[Opening Excerpt section]

Start-up and microbial mechanisms of low-voltage electrochemically integrated constructed wetlands: Effect of inoculated source

Abstract

Nitrogen (N) and phosphorus (P) species in wastewater treatment plants (WWTPs) effluents are important sources of nutrient input to water bodies, resulting in deteriorated eutrophication. The combination of electrochemical technology and constructed wetland provides emerging prospects for tertiary treatment of WWTPs effluents. In this work, three bench-scale electrochemically integrated vertical flow constructed wetlands (E-VFCWs) were established in parallel with different inoculated sources. Among them, the E-VFCW inoculated with anaerobic sludge (AN) of a swine wastewater treatment plant exhibited significantly shorter start-up period (9 d), followed by anoxic sludge (A) from a municipal WWTP (18 d), and no inoculum (NI) exhibited the longest start-up duration (30 d). In addition, AN group allowed the highest removal efficiencies (NO3--N (97.0 ± 1.6 %), TN (83.3 ± 4.6 %), and PO43--P (93.3 ± 3.3 %)) in tertiary wastewater treatment, and lower concentrations of SO42--S and total Fe in effluents. Results of microbial structure and Tax4Fun suggested that multi-path metabolisms including H2-, Fe(II)-, and FemSn-dependent denitrification might facilitate NO3--N reduction in E-VFCWs. The microbial mechanisms that AN exhibited the highest denitrification efficiency in the E-VFCWs may include the highest bacterial copies number and the more abundant denitrifying genes. Moreover, it should be noted that electron transfers mediated by sulfur (S) cycle might significantly enhance NO3--N reduction in E-VFCWs, especially in AN group. To conclude, the study offers new microbial insights into N conversion and S cycling patterns in electrochemically integrated systems in response to inoculated source.

[Closing Excerpt section]
[Opening Data supplied section]

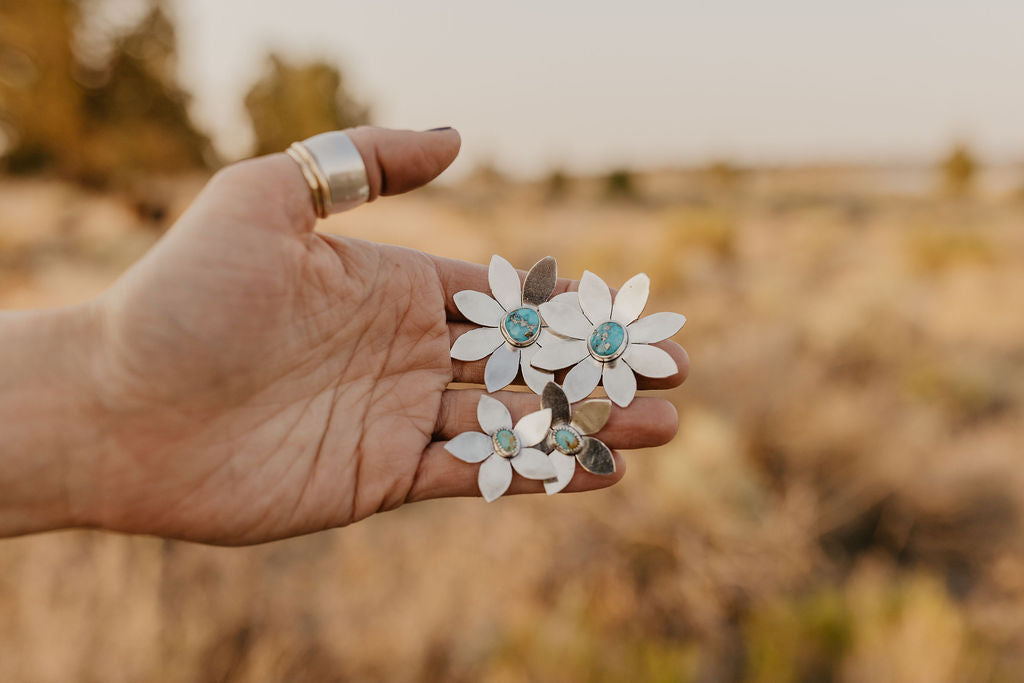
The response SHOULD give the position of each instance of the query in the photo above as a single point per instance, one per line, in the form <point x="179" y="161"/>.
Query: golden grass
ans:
<point x="843" y="501"/>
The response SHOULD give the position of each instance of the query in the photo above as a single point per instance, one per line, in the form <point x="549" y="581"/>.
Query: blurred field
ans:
<point x="843" y="501"/>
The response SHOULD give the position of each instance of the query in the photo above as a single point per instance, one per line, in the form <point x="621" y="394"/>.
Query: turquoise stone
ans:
<point x="522" y="325"/>
<point x="506" y="444"/>
<point x="567" y="440"/>
<point x="607" y="338"/>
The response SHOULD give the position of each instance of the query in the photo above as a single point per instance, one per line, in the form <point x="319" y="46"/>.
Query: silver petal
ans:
<point x="554" y="398"/>
<point x="534" y="464"/>
<point x="547" y="336"/>
<point x="595" y="298"/>
<point x="470" y="446"/>
<point x="596" y="457"/>
<point x="479" y="308"/>
<point x="536" y="379"/>
<point x="505" y="283"/>
<point x="591" y="416"/>
<point x="560" y="353"/>
<point x="620" y="383"/>
<point x="654" y="328"/>
<point x="564" y="468"/>
<point x="493" y="415"/>
<point x="582" y="380"/>
<point x="494" y="477"/>
<point x="566" y="321"/>
<point x="631" y="299"/>
<point x="568" y="298"/>
<point x="541" y="282"/>
<point x="531" y="428"/>
<point x="649" y="360"/>
<point x="502" y="368"/>
<point x="475" y="344"/>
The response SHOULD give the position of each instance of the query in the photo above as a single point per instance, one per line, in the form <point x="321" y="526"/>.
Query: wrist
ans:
<point x="51" y="418"/>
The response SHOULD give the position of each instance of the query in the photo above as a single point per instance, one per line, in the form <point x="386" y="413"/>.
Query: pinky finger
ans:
<point x="441" y="475"/>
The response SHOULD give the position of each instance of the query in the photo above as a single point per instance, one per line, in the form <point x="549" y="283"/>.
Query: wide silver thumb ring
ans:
<point x="334" y="170"/>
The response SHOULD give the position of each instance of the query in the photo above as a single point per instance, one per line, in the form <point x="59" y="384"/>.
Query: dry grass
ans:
<point x="843" y="501"/>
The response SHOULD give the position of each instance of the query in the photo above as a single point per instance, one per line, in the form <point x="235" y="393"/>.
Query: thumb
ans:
<point x="396" y="161"/>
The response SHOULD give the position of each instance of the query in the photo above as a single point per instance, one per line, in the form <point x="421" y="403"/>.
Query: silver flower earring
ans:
<point x="605" y="340"/>
<point x="512" y="331"/>
<point x="502" y="446"/>
<point x="568" y="438"/>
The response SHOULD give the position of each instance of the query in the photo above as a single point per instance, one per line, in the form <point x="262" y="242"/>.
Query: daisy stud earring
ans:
<point x="605" y="340"/>
<point x="568" y="439"/>
<point x="502" y="446"/>
<point x="512" y="330"/>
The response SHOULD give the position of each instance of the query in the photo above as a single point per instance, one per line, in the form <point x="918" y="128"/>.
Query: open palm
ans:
<point x="266" y="380"/>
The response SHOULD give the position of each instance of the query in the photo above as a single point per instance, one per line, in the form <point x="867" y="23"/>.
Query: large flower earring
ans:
<point x="605" y="340"/>
<point x="512" y="331"/>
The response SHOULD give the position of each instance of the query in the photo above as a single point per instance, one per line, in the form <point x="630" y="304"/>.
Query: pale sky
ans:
<point x="537" y="84"/>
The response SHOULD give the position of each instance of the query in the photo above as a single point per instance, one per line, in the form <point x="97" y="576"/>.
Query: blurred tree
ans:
<point x="41" y="108"/>
<point x="93" y="122"/>
<point x="958" y="169"/>
<point x="293" y="101"/>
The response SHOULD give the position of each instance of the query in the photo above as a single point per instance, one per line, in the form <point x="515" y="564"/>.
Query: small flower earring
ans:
<point x="503" y="447"/>
<point x="512" y="331"/>
<point x="568" y="439"/>
<point x="605" y="340"/>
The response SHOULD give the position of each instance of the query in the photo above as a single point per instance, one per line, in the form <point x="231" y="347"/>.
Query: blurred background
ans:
<point x="833" y="194"/>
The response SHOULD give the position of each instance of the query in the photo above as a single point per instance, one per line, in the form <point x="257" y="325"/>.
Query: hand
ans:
<point x="260" y="380"/>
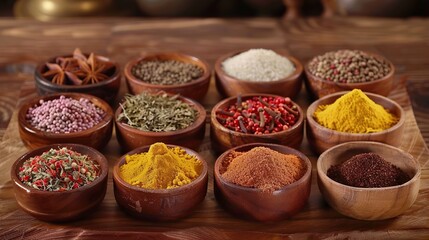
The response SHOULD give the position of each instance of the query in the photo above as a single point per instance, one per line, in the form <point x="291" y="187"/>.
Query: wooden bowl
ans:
<point x="223" y="138"/>
<point x="319" y="87"/>
<point x="321" y="138"/>
<point x="96" y="137"/>
<point x="230" y="86"/>
<point x="131" y="138"/>
<point x="61" y="206"/>
<point x="159" y="204"/>
<point x="258" y="205"/>
<point x="106" y="90"/>
<point x="195" y="89"/>
<point x="368" y="203"/>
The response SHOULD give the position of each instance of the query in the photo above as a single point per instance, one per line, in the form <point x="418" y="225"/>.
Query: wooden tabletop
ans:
<point x="25" y="43"/>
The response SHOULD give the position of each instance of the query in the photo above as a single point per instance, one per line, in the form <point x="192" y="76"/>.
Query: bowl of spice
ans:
<point x="354" y="116"/>
<point x="160" y="182"/>
<point x="81" y="73"/>
<point x="254" y="118"/>
<point x="148" y="118"/>
<point x="345" y="70"/>
<point x="368" y="180"/>
<point x="65" y="118"/>
<point x="175" y="73"/>
<point x="264" y="182"/>
<point x="60" y="182"/>
<point x="258" y="71"/>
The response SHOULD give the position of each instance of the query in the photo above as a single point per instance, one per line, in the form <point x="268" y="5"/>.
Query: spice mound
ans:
<point x="166" y="72"/>
<point x="354" y="112"/>
<point x="59" y="170"/>
<point x="259" y="115"/>
<point x="258" y="65"/>
<point x="348" y="66"/>
<point x="367" y="170"/>
<point x="156" y="112"/>
<point x="262" y="168"/>
<point x="64" y="115"/>
<point x="161" y="168"/>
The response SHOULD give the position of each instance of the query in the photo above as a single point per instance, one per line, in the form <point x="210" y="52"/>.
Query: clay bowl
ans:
<point x="106" y="90"/>
<point x="368" y="203"/>
<point x="131" y="138"/>
<point x="195" y="89"/>
<point x="230" y="86"/>
<point x="159" y="204"/>
<point x="321" y="138"/>
<point x="319" y="87"/>
<point x="61" y="206"/>
<point x="96" y="137"/>
<point x="255" y="204"/>
<point x="223" y="138"/>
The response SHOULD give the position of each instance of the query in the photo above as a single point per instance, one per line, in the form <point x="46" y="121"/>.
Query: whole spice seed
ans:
<point x="64" y="115"/>
<point x="59" y="170"/>
<point x="348" y="66"/>
<point x="367" y="170"/>
<point x="166" y="72"/>
<point x="156" y="112"/>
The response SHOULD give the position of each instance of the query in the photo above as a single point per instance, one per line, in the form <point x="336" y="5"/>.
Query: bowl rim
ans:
<point x="217" y="124"/>
<point x="172" y="191"/>
<point x="293" y="76"/>
<point x="293" y="151"/>
<point x="100" y="159"/>
<point x="107" y="119"/>
<point x="310" y="119"/>
<point x="324" y="175"/>
<point x="167" y="55"/>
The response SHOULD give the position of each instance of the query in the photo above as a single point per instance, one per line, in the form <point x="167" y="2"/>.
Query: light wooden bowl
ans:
<point x="321" y="138"/>
<point x="96" y="137"/>
<point x="230" y="86"/>
<point x="159" y="204"/>
<point x="258" y="205"/>
<point x="195" y="89"/>
<point x="319" y="87"/>
<point x="368" y="203"/>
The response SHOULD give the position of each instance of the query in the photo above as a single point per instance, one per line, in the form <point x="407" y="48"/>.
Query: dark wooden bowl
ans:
<point x="263" y="206"/>
<point x="195" y="89"/>
<point x="131" y="138"/>
<point x="159" y="204"/>
<point x="106" y="90"/>
<point x="321" y="138"/>
<point x="319" y="87"/>
<point x="96" y="137"/>
<point x="223" y="138"/>
<point x="368" y="203"/>
<point x="230" y="86"/>
<point x="61" y="206"/>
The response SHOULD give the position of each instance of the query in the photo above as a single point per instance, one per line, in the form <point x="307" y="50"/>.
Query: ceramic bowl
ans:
<point x="131" y="138"/>
<point x="61" y="206"/>
<point x="159" y="204"/>
<point x="224" y="138"/>
<point x="195" y="89"/>
<point x="106" y="90"/>
<point x="96" y="137"/>
<point x="318" y="87"/>
<point x="258" y="205"/>
<point x="230" y="86"/>
<point x="321" y="138"/>
<point x="368" y="203"/>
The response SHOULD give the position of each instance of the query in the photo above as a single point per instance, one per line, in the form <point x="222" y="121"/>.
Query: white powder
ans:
<point x="259" y="65"/>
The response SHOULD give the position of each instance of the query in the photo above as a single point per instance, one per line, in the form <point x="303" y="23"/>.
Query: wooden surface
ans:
<point x="25" y="43"/>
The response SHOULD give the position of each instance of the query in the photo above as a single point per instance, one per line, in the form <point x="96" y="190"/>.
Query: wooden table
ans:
<point x="25" y="43"/>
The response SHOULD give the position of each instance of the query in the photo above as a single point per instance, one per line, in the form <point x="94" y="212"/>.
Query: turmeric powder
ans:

[Closing Data supplied section]

Directions –
In the abstract on electrochemically integrated constructed wetlands, list each inoculated source that was compared, with the start-up period reported for it.

Answer for the task –
- Anaerobic sludge (AN) from a swine wastewater treatment plant: 9 d
- Anoxic sludge (A) from a municipal WWTP: 18 d
- No inoculum (NI): 30 d